• Task requirements
Copy out every line of the records below word for word, leaving out the pictures.

• Records for this task
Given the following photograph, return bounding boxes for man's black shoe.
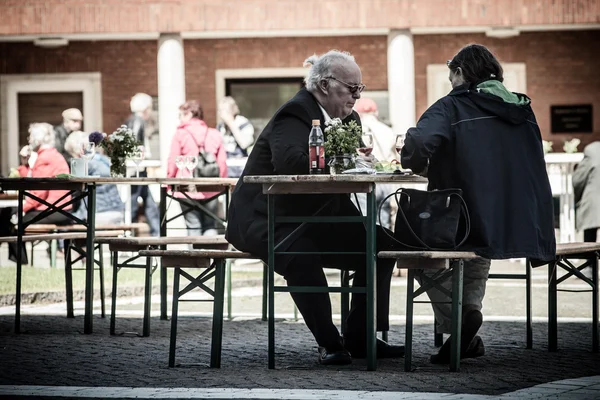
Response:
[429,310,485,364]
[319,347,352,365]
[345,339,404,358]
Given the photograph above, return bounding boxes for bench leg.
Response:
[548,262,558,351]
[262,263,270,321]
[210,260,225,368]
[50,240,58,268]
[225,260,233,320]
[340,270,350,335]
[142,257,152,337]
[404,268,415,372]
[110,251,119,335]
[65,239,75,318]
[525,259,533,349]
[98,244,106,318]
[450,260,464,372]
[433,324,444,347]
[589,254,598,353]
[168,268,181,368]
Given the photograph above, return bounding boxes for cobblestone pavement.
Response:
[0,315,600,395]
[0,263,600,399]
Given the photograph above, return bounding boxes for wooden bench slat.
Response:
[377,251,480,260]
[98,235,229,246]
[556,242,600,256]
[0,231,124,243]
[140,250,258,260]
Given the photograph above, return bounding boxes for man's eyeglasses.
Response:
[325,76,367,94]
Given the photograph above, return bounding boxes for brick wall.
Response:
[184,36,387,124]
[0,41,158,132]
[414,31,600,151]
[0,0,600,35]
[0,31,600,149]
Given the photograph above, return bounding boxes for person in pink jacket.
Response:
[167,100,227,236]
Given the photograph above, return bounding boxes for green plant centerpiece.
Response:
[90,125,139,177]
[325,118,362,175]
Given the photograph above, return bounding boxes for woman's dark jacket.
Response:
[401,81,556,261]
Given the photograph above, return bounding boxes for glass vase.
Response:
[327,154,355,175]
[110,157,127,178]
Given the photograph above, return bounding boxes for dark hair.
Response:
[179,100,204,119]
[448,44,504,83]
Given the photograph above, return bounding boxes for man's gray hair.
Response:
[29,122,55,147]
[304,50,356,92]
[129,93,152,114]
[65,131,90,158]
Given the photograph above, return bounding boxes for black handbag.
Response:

• Solution to the exercise
Given the following photograph, return bounding boxes for man's black shoe.
Response:
[429,310,485,364]
[319,347,352,365]
[345,339,404,358]
Given the photograph above, return bounding boxes for bench leg.
Response:
[548,262,558,351]
[262,263,270,321]
[210,260,225,368]
[50,240,58,268]
[225,260,233,320]
[340,270,350,335]
[142,257,152,337]
[404,268,415,372]
[110,251,119,335]
[65,239,75,318]
[525,259,533,349]
[98,244,106,318]
[450,260,464,372]
[433,324,444,347]
[589,254,598,353]
[168,268,181,368]
Given the photograph above, return bounding boxes for cobblestone pavement.
Response:
[0,315,600,395]
[0,263,600,399]
Given the photograph above, return bounding boxes for wooden bench slat.
Response:
[377,251,480,260]
[98,235,229,246]
[556,242,600,256]
[0,231,124,243]
[140,250,258,260]
Given the photograph above, return bounding boxes for man's eyeglasses.
Response:
[325,76,367,94]
Given the photograph above, return bounding boxes for brick wall.
Response:
[184,36,387,124]
[0,41,158,132]
[414,31,600,151]
[0,0,600,35]
[0,31,600,149]
Given the photograph above, return bounding boxes for person in pink jacket.
Response:
[167,100,227,236]
Given the photograph above, return bounding boxes for green plant centerpiece.
Response:
[90,125,139,177]
[325,118,362,175]
Given the photograph above, return bounding boxes for woman's dark jacket.
Response:
[401,81,556,261]
Given the photograph above, return bounding boxes for glass vase.
Response:
[327,154,355,175]
[110,157,127,178]
Given the photograph above, return bounding boxes for dark hair.
Response:
[179,100,204,119]
[448,44,504,83]
Given the photograph above, return bounding boxes for man's gray hair.
Response:
[29,122,55,147]
[304,50,356,92]
[129,93,152,114]
[65,131,90,158]
Given the photograph above, return bounding boxes for black handbag.
Response:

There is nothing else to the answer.